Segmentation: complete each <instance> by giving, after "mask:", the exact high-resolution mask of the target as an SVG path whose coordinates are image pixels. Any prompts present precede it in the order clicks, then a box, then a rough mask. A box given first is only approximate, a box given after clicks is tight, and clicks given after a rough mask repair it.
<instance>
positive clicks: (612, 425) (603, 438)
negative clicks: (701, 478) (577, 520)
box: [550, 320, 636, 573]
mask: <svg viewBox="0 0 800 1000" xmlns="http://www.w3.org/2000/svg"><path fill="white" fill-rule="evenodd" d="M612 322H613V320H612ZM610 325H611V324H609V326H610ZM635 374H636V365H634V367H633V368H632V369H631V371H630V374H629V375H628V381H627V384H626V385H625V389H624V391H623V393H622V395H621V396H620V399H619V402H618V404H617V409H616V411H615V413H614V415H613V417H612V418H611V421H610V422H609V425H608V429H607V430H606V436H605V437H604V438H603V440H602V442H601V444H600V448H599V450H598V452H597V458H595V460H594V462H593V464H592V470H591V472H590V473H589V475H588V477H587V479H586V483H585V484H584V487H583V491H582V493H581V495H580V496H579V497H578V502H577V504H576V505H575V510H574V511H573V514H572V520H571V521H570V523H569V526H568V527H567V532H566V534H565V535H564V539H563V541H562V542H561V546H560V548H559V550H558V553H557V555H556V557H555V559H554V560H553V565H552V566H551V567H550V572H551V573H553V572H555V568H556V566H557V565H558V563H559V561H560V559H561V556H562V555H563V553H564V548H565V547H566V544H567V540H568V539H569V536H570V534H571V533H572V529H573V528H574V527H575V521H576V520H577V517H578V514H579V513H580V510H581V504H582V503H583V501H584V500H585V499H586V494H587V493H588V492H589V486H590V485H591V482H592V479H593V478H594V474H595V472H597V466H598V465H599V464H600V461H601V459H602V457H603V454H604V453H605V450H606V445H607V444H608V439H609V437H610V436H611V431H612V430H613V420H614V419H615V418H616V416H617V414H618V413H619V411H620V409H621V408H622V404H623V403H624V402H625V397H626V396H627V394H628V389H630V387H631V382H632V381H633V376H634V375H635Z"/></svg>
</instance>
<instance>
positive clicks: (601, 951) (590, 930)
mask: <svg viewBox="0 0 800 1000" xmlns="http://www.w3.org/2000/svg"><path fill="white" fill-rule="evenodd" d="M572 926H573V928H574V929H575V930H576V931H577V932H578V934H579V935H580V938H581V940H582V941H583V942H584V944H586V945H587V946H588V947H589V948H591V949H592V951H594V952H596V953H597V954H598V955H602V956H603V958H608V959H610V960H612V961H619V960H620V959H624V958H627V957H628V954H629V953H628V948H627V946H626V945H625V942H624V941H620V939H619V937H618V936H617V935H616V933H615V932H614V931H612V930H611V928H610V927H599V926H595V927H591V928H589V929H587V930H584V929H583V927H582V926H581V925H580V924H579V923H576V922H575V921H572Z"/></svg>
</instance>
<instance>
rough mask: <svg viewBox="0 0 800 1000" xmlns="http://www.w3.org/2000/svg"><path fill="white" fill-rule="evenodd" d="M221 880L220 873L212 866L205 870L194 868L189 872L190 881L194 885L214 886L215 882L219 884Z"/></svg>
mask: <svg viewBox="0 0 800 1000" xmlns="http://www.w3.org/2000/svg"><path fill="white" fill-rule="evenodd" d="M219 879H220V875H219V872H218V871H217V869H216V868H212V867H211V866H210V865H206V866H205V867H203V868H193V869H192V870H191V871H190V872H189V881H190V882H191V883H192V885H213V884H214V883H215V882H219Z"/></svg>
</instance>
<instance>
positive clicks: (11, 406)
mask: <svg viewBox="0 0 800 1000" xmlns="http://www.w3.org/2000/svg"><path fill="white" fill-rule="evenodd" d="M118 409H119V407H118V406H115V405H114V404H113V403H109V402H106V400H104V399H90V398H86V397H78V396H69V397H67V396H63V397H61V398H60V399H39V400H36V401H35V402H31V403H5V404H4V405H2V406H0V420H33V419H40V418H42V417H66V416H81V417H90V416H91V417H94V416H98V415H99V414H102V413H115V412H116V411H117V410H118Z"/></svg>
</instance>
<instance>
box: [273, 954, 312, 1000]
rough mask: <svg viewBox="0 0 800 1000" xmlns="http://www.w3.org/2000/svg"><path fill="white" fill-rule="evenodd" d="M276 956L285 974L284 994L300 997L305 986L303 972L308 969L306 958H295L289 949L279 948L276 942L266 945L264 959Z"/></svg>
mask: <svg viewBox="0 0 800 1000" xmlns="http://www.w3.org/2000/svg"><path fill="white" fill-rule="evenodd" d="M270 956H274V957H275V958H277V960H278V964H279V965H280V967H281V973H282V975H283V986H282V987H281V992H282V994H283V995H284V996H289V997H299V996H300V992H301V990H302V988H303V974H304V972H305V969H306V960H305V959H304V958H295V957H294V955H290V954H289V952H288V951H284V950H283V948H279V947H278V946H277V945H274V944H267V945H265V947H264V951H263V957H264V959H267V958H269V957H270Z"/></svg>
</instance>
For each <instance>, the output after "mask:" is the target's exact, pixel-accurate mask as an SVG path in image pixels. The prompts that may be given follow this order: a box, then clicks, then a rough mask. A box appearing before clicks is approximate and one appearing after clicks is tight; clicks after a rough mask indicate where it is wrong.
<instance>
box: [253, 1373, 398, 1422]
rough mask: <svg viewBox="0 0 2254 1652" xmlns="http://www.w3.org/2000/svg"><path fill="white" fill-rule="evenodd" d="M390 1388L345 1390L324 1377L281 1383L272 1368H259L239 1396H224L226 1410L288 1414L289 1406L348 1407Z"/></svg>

■ **Exercise description**:
Which lines in the entries above contain the string "positive"? Return each one in full, and treat uppercase and lowercase as different.

■ **Response to this task**:
positive clicks: (612, 425) (603, 438)
positive clicks: (601, 951) (590, 930)
positive clicks: (11, 406)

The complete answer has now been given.